It wasn't simply working for the government that earned you citizenship, it was military service. And unlike today's military where maybe three out of ten applicants will be accepted, they took everyone.
The idea being that only people willing to put their lives on the line for everyone else deserved a say in the governing process.
Plus the duty was always dangerous, no REMFs in the space marines.
"Everybody fights, nobody quits. If you don't do your job I'll kill you myself."
Actually he made clear you could resign any time you weren't in combat, and they were just itching to find excuses to kick people out.
But the Mobile Infantry were a very tiny portion of the military forget the federal service.
That said it is true that the service was guaranteed to be difficult, the idea was to instill a sense of having to sacrifice to earn citizenship
No, it wasn't limited to military service, it was whatever you got assigned to if you volunteered, and they did have to offer to take everyone, although they didn't have to make the offer appealing.
I'll have to reread the book, because that's not what I remember.
No, they had to take everyone who applied, regardless, and find them something dangerous to do for two years, if I recall correctly.
Nazdrakke, it didn't even have to be dangerous, it's just that it tended to be either dangerous or in some other way undesirable, presumably because the more desirable jobs were filled by contractors. Their attitude toward you once you were in the job was summed up by the reference to the drill instructor telling the recruits that they'd better be careful in those powered suits, because although the recruit could easily be replaced, those suits were expensive cutting edge technology!

▸ Information shown:
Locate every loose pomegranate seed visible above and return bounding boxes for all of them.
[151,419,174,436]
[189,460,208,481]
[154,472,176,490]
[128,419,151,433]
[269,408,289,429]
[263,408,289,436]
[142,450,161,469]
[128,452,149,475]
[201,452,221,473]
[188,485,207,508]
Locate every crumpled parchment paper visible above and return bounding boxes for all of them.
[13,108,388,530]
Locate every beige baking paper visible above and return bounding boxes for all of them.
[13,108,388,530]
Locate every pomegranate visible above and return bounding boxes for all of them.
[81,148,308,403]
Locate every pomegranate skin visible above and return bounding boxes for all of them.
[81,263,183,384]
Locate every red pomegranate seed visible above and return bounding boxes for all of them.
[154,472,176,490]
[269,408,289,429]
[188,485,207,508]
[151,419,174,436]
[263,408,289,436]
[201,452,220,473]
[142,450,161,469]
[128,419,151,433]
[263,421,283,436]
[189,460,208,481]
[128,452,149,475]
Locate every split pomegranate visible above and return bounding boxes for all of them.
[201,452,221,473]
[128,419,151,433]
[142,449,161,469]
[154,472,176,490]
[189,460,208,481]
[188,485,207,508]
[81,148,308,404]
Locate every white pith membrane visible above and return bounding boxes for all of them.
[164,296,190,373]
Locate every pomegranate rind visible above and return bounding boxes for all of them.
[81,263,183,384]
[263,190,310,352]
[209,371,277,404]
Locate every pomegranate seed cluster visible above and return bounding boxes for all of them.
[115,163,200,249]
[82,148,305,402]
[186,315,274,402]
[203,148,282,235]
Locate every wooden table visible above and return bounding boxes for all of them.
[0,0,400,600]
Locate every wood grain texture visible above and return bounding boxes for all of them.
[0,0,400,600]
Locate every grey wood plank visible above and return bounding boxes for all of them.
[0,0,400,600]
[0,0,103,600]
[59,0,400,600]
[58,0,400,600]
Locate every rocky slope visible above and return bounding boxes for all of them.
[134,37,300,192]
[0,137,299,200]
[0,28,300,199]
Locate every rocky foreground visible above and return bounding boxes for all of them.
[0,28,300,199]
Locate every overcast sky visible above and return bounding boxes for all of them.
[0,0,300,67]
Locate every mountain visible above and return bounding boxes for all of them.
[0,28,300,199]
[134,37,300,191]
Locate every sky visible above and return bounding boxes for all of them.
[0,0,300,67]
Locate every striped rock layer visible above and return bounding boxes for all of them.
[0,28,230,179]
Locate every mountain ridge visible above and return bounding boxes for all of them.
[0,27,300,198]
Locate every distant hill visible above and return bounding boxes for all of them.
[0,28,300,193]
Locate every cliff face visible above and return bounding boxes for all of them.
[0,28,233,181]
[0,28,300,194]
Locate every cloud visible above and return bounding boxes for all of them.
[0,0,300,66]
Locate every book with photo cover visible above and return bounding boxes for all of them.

▸ Directions: Please repeat word for word the part of the discussion of earning citizenship through service that opens with the words containing "The idea being" and closes with "kick people out.".

▸ Output of the task:
The idea being that only people willing to put their lives on the line for everyone else deserved a say in the governing process.
Plus the duty was always dangerous, no REMFs in the space marines.
"Everybody fights, nobody quits. If you don't do your job I'll kill you myself."
Actually he made clear you could resign any time you weren't in combat, and they were just itching to find excuses to kick people out.